From: "John S. Dyson" <toor@dyson.iquest.net>
To: scrutchfield@ifusion.com
Cc: freebsd-gnats-submit@FreeBSD.ORG
Subject: Re: bin/2502: Unable to sscanf first integer value.
Date: Wed, 15 Jan 1997 11:21:26 -0500 (EST)

 > I am unable to sscanf correctly 2 integers from a string.  A Sample
 > program that recreates the problem is shown below.  This is a problem
 > in both libc and libc_r.
 > 
 > #include <stdio.h>
 > #include <string.h>
 > #include <stdlib.h>
 > 
 > main()

▬▬▬▬▬▬

_Short problem 1:_
Answer these questions about the email:
(a) Whose name appears in the sender line?
(b) In which two libraries does the reporter say the problem occurs?
(c) How many integers does the reporter say cannot be read correctly from a string?

Object pointing dataset rows
▬▬▬▬▬▬

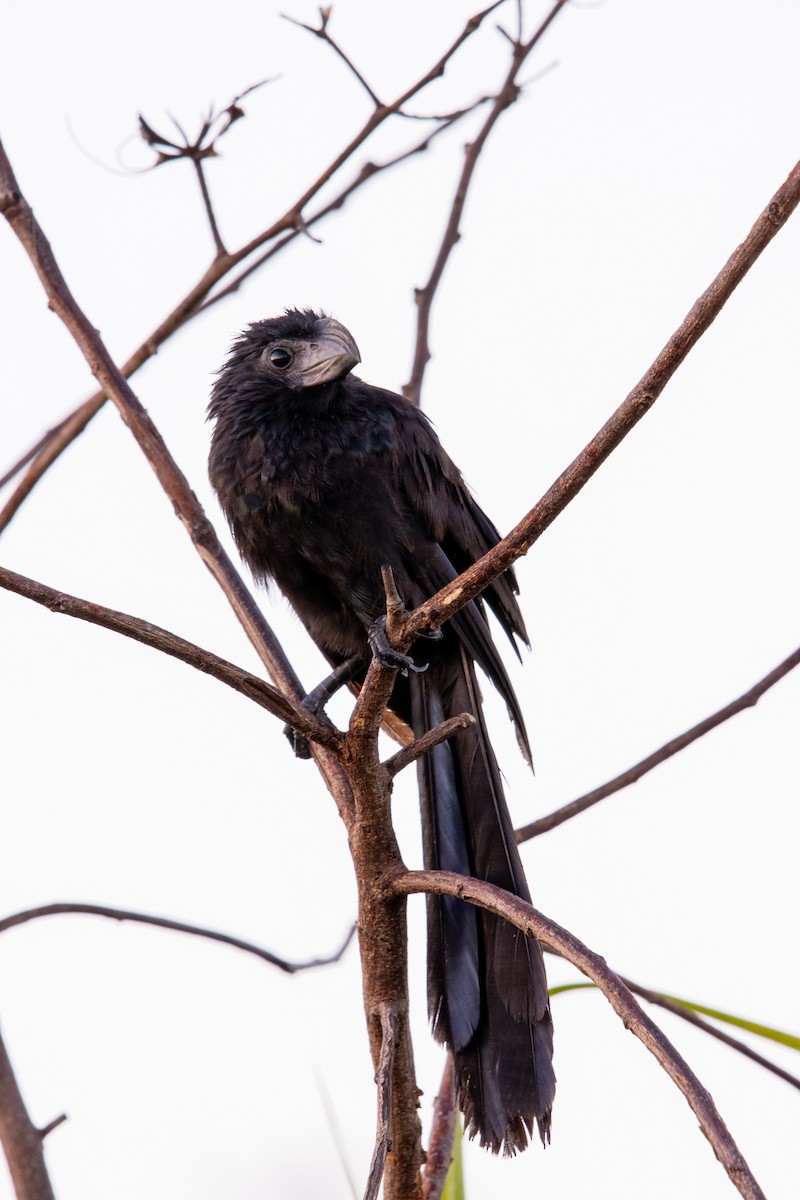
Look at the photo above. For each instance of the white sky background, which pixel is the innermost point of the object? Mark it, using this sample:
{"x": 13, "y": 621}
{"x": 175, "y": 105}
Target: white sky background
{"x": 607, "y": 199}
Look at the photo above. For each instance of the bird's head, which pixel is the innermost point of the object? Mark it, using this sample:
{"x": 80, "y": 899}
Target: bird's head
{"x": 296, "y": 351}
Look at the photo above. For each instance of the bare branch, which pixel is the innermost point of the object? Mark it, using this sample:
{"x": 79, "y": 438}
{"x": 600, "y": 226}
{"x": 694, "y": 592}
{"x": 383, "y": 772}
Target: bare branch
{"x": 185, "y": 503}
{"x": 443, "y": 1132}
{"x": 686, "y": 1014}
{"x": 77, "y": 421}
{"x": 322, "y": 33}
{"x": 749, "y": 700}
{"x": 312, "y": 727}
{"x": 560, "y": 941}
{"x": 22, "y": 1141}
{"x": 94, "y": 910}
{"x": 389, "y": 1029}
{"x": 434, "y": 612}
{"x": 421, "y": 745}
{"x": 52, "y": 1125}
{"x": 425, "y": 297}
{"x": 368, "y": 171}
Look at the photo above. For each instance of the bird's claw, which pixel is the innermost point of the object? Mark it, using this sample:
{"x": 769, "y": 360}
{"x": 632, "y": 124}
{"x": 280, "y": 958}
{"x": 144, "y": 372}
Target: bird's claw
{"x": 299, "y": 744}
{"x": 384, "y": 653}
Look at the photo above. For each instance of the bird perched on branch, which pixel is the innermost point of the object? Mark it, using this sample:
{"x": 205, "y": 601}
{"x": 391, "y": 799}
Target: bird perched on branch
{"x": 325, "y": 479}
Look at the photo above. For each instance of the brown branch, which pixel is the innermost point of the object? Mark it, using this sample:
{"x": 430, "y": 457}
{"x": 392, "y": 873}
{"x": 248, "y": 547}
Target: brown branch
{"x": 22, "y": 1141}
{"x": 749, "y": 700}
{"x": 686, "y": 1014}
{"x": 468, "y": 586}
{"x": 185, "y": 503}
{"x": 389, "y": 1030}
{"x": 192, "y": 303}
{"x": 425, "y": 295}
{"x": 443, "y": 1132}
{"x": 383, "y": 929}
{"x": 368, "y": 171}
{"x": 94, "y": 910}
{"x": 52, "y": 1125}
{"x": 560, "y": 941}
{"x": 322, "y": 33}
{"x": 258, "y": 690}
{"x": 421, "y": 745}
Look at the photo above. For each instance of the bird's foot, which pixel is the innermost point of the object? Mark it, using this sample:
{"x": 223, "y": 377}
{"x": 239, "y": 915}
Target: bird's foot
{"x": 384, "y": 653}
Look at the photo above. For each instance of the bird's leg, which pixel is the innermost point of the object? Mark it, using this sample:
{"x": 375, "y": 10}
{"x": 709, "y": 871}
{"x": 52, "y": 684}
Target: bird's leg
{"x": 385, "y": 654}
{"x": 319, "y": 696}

▬▬▬▬▬▬

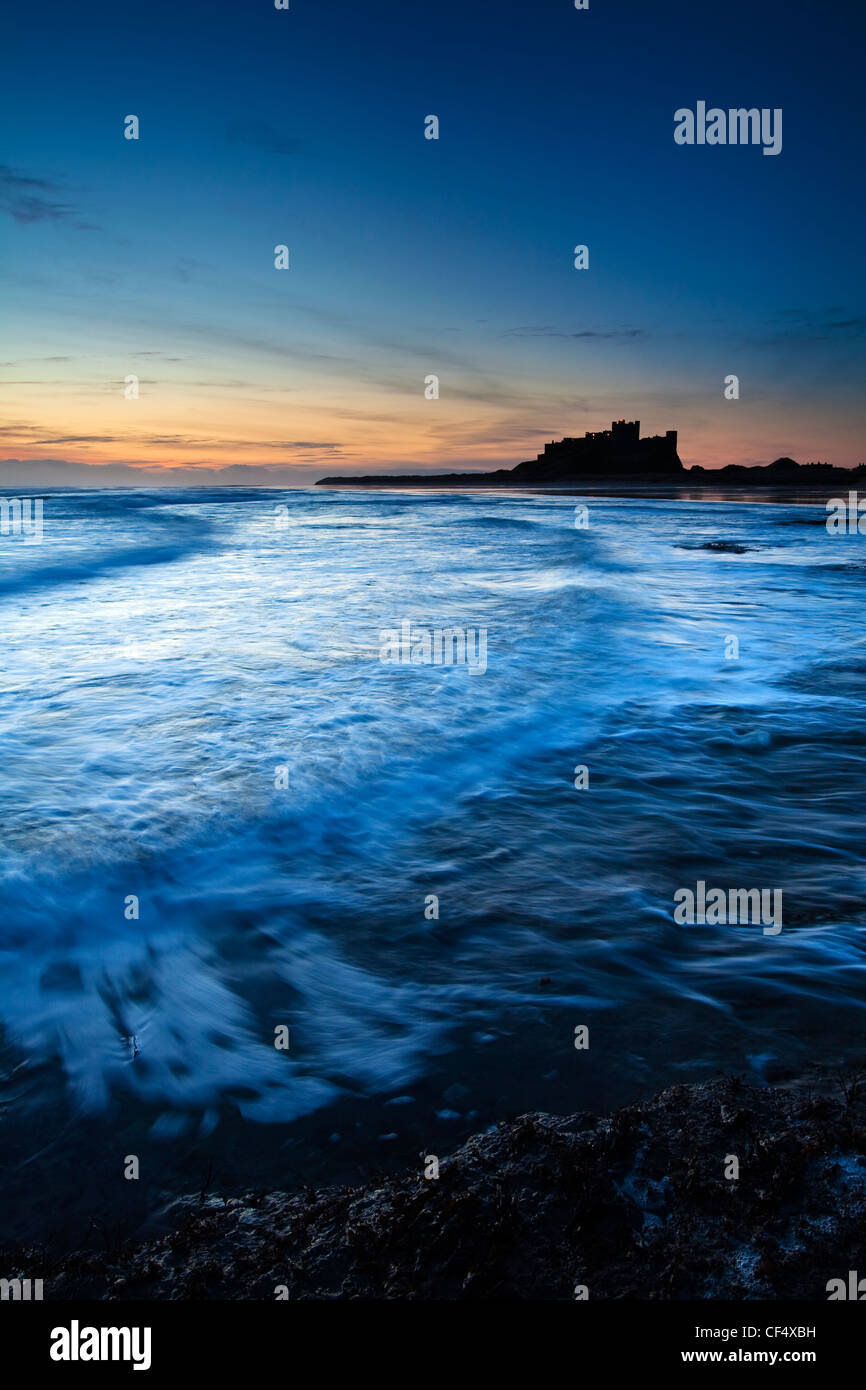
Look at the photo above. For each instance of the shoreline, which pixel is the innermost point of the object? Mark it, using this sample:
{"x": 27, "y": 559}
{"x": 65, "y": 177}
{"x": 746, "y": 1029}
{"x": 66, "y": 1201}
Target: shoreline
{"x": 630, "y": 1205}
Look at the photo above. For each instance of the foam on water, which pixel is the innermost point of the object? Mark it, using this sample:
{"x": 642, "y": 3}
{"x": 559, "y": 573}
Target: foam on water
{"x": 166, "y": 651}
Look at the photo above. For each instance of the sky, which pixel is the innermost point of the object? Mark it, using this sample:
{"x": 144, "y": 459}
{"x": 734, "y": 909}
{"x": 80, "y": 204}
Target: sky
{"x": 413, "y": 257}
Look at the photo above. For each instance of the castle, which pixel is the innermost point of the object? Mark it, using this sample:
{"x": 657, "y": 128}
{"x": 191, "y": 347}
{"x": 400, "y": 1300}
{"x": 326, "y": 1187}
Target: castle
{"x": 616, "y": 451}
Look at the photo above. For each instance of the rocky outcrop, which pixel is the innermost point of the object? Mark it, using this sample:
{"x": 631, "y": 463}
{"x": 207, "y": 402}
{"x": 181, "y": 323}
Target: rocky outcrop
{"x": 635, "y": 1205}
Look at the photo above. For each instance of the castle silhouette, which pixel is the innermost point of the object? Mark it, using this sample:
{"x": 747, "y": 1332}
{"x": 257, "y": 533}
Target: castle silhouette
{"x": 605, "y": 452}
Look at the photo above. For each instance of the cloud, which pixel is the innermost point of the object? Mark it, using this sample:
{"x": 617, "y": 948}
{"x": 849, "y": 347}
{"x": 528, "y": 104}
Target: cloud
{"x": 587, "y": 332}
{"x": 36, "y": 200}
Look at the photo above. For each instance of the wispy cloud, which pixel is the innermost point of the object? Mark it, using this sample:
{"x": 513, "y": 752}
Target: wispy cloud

▬▬▬▬▬▬

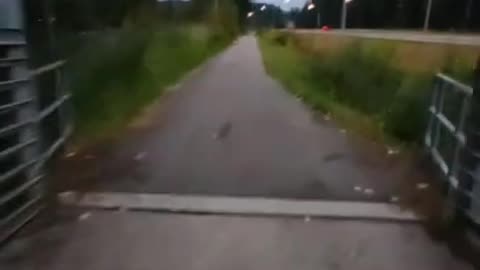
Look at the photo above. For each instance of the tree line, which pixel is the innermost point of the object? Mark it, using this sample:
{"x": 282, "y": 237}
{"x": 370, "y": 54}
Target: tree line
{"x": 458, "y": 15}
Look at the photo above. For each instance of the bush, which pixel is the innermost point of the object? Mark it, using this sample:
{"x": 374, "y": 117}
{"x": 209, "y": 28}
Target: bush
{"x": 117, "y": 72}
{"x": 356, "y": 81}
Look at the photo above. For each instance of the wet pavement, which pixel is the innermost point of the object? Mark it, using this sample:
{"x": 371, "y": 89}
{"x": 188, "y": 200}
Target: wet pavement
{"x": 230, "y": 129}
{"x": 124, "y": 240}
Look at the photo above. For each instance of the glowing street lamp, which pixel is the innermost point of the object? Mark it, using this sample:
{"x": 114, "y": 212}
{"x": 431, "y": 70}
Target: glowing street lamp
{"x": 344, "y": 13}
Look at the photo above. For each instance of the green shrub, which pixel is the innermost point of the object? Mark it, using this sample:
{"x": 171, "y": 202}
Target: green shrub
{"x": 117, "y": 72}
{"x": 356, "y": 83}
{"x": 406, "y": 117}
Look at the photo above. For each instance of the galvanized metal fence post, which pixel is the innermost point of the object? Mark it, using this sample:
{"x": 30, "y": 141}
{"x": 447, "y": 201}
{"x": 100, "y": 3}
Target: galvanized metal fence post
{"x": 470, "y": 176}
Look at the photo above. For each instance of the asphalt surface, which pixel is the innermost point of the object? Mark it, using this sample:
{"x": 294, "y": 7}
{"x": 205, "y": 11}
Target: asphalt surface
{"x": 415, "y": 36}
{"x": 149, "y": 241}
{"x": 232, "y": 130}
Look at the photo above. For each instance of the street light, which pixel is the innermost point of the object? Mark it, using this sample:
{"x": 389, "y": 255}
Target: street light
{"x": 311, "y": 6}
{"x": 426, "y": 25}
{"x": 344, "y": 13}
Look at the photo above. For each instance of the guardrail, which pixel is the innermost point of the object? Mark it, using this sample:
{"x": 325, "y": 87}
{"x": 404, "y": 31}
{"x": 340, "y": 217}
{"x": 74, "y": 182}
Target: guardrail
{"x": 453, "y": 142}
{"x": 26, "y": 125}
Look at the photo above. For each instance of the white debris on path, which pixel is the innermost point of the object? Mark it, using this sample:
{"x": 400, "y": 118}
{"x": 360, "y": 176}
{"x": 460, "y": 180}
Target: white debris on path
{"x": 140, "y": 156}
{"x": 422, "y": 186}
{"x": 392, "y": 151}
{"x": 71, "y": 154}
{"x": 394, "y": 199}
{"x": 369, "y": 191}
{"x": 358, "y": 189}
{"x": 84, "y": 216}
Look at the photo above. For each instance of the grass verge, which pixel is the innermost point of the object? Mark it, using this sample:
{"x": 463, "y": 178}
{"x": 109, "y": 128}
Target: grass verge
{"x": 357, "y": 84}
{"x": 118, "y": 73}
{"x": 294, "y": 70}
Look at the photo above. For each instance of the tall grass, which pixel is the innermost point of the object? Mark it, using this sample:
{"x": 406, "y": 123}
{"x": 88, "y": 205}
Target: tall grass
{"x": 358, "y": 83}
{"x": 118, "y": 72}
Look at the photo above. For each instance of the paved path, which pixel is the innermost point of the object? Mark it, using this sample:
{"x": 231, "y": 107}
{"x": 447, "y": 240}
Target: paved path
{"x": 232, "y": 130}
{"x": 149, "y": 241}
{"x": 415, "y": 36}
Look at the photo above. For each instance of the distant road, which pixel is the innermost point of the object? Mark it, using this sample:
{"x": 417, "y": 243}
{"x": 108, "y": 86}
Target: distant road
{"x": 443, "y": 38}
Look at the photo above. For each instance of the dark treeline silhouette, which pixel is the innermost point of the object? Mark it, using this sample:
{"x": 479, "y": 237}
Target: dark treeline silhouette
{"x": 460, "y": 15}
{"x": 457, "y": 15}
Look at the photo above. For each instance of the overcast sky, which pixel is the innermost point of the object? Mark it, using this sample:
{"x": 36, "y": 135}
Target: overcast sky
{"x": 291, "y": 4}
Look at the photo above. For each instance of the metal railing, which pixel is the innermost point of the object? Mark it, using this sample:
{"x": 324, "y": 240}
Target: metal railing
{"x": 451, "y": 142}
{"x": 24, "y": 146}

▬▬▬▬▬▬

_Short problem 2:_ Collect every line of the records that contains the string "overcast". Case counts.

_Answer 1:_
(a) John S. Dyson
(b) libc and libc_r
(c) 2

_Answer 2:_
Look at the photo above. For each instance of the overcast sky, which pixel is the innermost point of the object? Mark it, using this sample:
Target: overcast sky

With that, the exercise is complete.